● **Directive**:
Convert every line of the records below into a Markdown table with two columns, No. and Line, and leave out any blank lines.

● **Task input**:
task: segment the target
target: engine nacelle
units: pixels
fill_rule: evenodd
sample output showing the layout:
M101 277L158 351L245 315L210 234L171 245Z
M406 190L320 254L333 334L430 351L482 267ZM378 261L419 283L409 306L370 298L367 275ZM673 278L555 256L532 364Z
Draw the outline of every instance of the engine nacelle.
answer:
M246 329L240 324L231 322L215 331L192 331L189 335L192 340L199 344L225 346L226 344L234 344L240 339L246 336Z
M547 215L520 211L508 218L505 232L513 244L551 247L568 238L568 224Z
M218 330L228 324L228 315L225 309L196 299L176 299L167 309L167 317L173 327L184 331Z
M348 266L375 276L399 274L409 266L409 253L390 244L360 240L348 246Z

● **Finished task**:
| No. | Line |
|---|---|
| 1 | task: segment the target |
| 2 | target: engine nacelle |
| 3 | units: pixels |
| 4 | fill_rule: evenodd |
| 5 | sample output showing the layout: |
| 6 | M101 277L158 351L245 315L210 234L171 245Z |
| 7 | M406 190L320 254L333 334L430 351L482 267ZM378 261L419 283L409 306L370 298L367 275ZM673 278L555 256L532 364Z |
| 8 | Draw the outline of every instance of the engine nacelle. |
| 9 | answer: |
| 10 | M246 329L240 324L231 322L215 331L192 331L189 335L192 340L199 344L225 346L226 344L234 344L240 339L246 336Z |
| 11 | M547 215L520 211L508 218L505 232L513 244L551 247L568 238L568 224Z |
| 12 | M218 330L228 324L228 315L225 309L196 299L176 299L167 309L167 317L173 327L184 331Z |
| 13 | M348 266L375 276L399 274L409 266L409 253L390 244L360 240L348 246Z |